> **Aufgabenstellung**: Geben Sie an, wie viele der folgenden Zeilen das Wort „petal“ enthalten. Nennen Sie ausschließlich die Zahl.

> **Datenzeilen**:
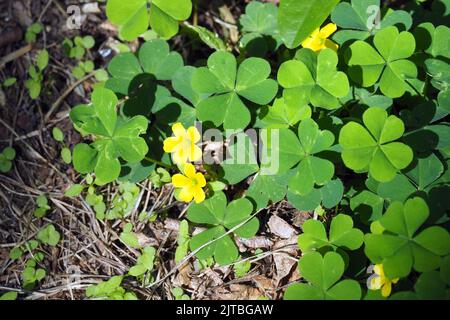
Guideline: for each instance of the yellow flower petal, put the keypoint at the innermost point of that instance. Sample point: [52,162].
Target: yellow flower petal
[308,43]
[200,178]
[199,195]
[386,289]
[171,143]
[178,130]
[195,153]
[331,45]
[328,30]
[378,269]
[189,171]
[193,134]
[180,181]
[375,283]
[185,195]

---

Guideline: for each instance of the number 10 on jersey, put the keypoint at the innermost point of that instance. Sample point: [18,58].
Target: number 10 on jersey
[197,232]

> **Lösung**: 2